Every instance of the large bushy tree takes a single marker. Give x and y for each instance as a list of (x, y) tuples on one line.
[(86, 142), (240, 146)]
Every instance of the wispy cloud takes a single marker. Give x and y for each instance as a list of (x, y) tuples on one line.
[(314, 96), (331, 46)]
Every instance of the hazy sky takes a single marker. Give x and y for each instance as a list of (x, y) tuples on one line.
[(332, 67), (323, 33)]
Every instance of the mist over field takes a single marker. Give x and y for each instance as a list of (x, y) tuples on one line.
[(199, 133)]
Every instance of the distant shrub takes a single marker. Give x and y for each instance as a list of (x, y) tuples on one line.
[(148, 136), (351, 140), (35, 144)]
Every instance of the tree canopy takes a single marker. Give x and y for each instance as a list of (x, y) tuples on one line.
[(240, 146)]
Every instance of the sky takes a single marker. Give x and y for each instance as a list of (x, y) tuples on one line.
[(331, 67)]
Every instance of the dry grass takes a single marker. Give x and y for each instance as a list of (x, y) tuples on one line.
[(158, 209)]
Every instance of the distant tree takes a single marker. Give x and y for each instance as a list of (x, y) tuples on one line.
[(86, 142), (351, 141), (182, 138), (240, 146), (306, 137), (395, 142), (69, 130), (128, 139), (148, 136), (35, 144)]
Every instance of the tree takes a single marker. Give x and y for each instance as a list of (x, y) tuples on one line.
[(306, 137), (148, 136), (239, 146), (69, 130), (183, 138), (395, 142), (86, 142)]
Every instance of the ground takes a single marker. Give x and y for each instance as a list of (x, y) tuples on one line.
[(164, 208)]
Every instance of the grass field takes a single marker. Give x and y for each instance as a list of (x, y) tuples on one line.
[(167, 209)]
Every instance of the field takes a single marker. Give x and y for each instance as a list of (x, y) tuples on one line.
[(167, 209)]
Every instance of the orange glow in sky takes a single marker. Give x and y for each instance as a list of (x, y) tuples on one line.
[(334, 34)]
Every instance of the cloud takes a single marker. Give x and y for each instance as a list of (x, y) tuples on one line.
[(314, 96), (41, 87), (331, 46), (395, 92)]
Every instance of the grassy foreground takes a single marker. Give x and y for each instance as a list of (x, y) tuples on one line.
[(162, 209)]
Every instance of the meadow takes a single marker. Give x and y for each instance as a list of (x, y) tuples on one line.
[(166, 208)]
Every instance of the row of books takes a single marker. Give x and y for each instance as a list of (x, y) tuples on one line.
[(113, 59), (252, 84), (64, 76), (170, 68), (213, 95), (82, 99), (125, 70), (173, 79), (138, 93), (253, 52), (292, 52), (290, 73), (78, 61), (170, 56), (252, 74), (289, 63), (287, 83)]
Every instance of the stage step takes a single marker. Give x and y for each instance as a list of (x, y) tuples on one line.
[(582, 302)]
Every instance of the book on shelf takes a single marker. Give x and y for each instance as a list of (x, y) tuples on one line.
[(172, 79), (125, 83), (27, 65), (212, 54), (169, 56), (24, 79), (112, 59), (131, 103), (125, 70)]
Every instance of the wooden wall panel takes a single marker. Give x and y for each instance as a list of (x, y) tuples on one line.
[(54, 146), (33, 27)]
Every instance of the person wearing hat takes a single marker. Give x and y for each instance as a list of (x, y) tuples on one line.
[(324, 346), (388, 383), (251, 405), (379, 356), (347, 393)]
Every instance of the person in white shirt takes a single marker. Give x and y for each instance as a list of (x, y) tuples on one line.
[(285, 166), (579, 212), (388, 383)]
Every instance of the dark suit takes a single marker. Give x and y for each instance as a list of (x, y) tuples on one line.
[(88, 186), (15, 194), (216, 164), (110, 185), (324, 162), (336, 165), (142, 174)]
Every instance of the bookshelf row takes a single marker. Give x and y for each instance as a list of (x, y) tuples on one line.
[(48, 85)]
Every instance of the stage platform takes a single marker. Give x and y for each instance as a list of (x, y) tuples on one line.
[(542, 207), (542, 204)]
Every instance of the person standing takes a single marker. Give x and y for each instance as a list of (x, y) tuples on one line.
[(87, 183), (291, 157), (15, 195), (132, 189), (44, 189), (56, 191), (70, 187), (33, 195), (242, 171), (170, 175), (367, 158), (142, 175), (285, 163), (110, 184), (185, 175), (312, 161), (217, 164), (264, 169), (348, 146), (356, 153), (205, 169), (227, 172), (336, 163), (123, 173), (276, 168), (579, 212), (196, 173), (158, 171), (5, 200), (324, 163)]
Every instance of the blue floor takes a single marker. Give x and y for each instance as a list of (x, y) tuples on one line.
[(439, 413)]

**PROBLEM DETAILS:**
Give again the lines from the line holding "Every instance of the person standing" through the close of the listing, both included, exactly as written and with nothing else.

**RESULT OF THE EXERCISE:**
Every instance of the person standing takes a single marker. Give x and y for each instance as a list of (x, y) tuples on one line.
[(87, 183), (291, 157), (15, 195), (132, 189), (44, 189), (56, 191), (70, 187), (33, 195), (242, 171), (170, 175), (367, 158), (142, 175), (285, 163), (110, 184), (185, 175), (312, 161), (217, 164), (264, 169), (348, 146), (356, 153), (205, 169), (227, 172), (336, 163), (123, 173), (276, 168), (579, 212), (196, 173), (158, 171), (5, 200), (324, 163)]
Every instance of the blue floor takes a single marker. Give x and y for each instance as a list of (x, y) tuples on one line.
[(439, 413)]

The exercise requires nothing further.